Point placement records:
# # # # # # #

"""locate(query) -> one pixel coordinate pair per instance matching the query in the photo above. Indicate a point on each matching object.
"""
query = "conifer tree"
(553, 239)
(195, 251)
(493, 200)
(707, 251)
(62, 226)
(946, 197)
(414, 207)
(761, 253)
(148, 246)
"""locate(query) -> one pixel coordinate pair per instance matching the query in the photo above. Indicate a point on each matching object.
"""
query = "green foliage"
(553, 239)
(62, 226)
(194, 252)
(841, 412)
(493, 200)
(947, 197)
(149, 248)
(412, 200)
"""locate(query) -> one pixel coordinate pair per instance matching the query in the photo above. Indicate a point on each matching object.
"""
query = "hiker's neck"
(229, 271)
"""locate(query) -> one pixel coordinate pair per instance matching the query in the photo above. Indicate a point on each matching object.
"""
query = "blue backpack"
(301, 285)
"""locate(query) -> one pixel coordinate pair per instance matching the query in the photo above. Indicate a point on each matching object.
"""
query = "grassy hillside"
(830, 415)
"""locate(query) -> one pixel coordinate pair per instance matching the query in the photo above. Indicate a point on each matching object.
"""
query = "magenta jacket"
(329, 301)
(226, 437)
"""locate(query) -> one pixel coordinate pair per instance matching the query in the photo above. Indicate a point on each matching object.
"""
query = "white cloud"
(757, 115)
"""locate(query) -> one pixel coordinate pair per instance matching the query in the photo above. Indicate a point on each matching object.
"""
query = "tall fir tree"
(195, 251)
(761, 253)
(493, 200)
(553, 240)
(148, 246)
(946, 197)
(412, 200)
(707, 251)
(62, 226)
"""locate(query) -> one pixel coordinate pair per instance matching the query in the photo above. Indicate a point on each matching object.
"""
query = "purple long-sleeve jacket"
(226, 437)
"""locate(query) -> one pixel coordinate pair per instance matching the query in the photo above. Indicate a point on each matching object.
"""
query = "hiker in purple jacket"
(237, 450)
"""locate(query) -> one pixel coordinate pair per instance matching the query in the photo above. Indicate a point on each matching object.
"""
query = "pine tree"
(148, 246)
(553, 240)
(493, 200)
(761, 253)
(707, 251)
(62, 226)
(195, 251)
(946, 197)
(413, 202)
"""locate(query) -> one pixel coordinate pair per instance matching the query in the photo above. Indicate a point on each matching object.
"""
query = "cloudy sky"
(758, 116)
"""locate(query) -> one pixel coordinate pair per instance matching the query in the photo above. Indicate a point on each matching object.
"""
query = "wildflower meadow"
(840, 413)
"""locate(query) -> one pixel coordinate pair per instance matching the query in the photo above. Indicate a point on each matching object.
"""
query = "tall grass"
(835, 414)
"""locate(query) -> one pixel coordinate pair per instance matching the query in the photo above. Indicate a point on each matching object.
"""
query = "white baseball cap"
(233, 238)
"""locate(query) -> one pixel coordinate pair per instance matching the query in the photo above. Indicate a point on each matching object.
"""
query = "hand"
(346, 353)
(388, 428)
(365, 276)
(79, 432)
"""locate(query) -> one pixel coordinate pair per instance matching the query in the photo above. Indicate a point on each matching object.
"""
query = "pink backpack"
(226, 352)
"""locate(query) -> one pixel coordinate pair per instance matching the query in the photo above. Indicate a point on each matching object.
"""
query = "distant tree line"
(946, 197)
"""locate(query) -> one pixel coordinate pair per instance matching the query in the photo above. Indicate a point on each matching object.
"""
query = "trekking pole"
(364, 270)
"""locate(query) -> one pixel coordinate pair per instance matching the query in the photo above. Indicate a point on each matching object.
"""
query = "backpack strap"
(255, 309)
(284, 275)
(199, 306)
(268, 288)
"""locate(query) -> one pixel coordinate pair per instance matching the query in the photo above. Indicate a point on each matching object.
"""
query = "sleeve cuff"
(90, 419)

# # # # # # #

-- Aim --
Print the whole listing again, exactly.

-- Result of the task --
"""locate(query) -> one pixel coordinate pair per instance matching the query in the photo above. Indicate a point on each matching object.
"""
query = "conifer tree"
(553, 239)
(195, 251)
(493, 200)
(707, 251)
(62, 226)
(946, 197)
(414, 207)
(761, 253)
(148, 246)
"""locate(query) -> one pixel coordinate pair per instance matching the query in the photo above. Indicate a point on each matching object.
"""
query = "green foliage"
(553, 239)
(62, 226)
(194, 252)
(841, 412)
(493, 200)
(947, 197)
(149, 248)
(412, 200)
"""locate(query) -> one pixel coordinate pair per instance matching the query in the photo above. Indicate a point on each matching object.
"""
query = "hiker's neck"
(229, 271)
"""locate(query) -> one pixel coordinate pair per instance matching the query in the photo above. Indicate a point on each matching object.
"""
query = "blue backpack"
(301, 285)
"""locate(query) -> one pixel coordinate pair per instance matching the query in the photo above. Indicate a point on each matching object.
"""
query = "grassy hillside"
(830, 415)
"""locate(query) -> one pixel coordinate pair per instance matching the query in the photo above. Indicate a point on each matching object.
"""
query = "magenta jacket"
(329, 301)
(226, 437)
"""locate(query) -> one pixel coordinate pair per instance matching the query in the photo above. Indicate a point on each matching object.
"""
query = "white cloud"
(757, 115)
"""locate(query) -> one pixel coordinate pair per instance matching the query in the photo above. Indicate a point on each matching object.
"""
query = "tall fir tree"
(195, 251)
(761, 253)
(493, 200)
(553, 240)
(148, 246)
(946, 197)
(412, 200)
(707, 251)
(62, 226)
"""locate(query) -> one pixel coordinate pair per instance matching the query in the photo above. Indicate a point on each matching object.
"""
query = "purple long-sleeve jacket"
(226, 437)
"""locate(query) -> one pixel coordinate pair per instance matching the query in the photo above. Indicate a point on each matching object.
"""
query = "hiker in purple jacket"
(237, 450)
"""locate(query) -> one pixel coordinate pair per instance matching the query in the photo above. Indicate a point on each matching object.
"""
query = "pine tree"
(148, 246)
(553, 240)
(493, 200)
(761, 253)
(707, 251)
(62, 226)
(195, 251)
(946, 197)
(413, 202)
"""locate(query) -> one pixel coordinate pair per instance matching the query in the photo above. Indicate a point on each matching object.
"""
query = "cloudy sky"
(758, 116)
"""locate(query) -> one pixel coordinate pair per instance matching the query in the photo above. Indicate a point on each matching object.
"""
query = "wildflower meadow"
(840, 413)
"""locate(query) -> one pixel coordinate pair per instance matching the query in the photo above. Indicate a point on each matching object.
"""
query = "tall grass"
(835, 414)
"""locate(query) -> one pixel coordinate pair per instance matching the query in the photo above. Indicate a point on each matching object.
"""
query = "white baseball cap"
(233, 238)
"""locate(query) -> one pixel coordinate pair per instance matching the query in the photo above. Indicate a point on each matching object.
"""
query = "hand"
(346, 353)
(388, 428)
(365, 276)
(79, 432)
"""locate(query) -> one pixel coordinate pair per instance matching the query in the photo above. Indicate a point on each matching object.
"""
query = "pink backpack"
(226, 352)
"""locate(query) -> one pixel coordinate pair per instance matching the query in the photo above. Indicate a point on each matching object.
"""
query = "distant tree line"
(946, 197)
"""locate(query) -> one pixel coordinate pair per instance matching the query in the photo above. Indicate a point on each matching object.
"""
query = "trekking pole"
(364, 270)
"""locate(query) -> one pixel coordinate pair per instance matching the query in the photo above. Indicate a point on each matching object.
"""
query = "backpack strap"
(255, 309)
(284, 275)
(199, 306)
(268, 288)
"""locate(query) -> one pixel coordinate pair per instance matching the query in the photo above. Indicate a point on each matching object.
"""
query = "sleeve cuff"
(90, 419)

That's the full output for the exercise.